§ **DESCRIPTION OF THE TASK**
Nothing but the lines from the one that contains "Can you find the shirt" to the end of the records should be printed, both ends included, exactly as given.

§ **MATERIAL SUPPLIED**
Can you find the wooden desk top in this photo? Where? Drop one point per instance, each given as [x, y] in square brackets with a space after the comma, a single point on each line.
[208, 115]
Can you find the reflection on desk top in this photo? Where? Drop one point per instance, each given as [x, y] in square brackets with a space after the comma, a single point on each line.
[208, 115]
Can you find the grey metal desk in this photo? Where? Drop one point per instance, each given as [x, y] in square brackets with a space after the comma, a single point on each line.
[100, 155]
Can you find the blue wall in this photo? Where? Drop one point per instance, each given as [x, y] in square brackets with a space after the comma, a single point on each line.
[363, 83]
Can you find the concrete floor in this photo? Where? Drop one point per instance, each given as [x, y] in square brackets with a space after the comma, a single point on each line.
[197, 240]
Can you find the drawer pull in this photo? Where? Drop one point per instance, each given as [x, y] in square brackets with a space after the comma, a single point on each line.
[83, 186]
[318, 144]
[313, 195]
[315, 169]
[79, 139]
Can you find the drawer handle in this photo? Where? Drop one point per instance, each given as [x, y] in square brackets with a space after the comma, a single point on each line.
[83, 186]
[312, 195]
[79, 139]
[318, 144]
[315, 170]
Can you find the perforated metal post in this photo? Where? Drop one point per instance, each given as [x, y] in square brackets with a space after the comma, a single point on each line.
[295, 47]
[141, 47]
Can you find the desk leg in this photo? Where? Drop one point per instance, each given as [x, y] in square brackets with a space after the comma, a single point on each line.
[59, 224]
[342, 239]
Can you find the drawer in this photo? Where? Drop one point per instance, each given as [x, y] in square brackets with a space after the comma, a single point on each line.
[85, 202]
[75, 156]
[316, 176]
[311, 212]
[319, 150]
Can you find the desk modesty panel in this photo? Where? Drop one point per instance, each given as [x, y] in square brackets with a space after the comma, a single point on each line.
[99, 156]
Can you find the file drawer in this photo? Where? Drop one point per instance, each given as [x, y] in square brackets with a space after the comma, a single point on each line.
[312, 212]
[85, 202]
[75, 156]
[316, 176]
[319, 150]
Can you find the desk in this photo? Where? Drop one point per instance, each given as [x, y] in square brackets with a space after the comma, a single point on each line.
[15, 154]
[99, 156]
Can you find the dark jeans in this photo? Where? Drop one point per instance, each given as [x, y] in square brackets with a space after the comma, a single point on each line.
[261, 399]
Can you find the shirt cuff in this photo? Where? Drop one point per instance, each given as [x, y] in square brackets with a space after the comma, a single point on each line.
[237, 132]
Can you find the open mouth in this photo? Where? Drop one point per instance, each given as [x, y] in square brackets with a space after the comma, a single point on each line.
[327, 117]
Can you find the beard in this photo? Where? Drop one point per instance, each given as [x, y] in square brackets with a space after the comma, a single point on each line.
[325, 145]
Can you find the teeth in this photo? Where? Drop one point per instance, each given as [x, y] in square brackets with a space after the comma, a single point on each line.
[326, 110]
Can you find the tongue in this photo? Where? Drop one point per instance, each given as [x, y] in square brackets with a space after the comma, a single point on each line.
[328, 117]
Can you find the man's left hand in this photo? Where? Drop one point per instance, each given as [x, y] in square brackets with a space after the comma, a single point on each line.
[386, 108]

§ **WRITTEN ANSWER**
Can you find the shirt cuff in this photo? Where? Drop one point per instance, each given as [x, y] in square brackets with a space after the comma, a single point on each line.
[237, 132]
Can you find the open mouth in this photo? Where? Drop one point per instance, each given as [x, y] in square brackets with a space after the comma, a single point on each line.
[327, 117]
Can you find the beard in this photo? Where? Drop one point per instance, each given as [x, y] in square brackets with a space after the comma, a single point on each line.
[325, 145]
Can you find the teeth in this photo? Where? Drop one point per instance, each given as [x, y] in square brackets with a space after the comma, a single point on each line.
[326, 110]
Can you find the tongue in this photo? Where? Drop one point per instance, each given as [x, y] in square brackets with a space after the comma, a single point on each line.
[328, 117]
Can you find the man's left hand in this photo? Where? Drop one point per instance, each given as [x, y] in square brackets with a space after the comma, a single point on each line.
[386, 108]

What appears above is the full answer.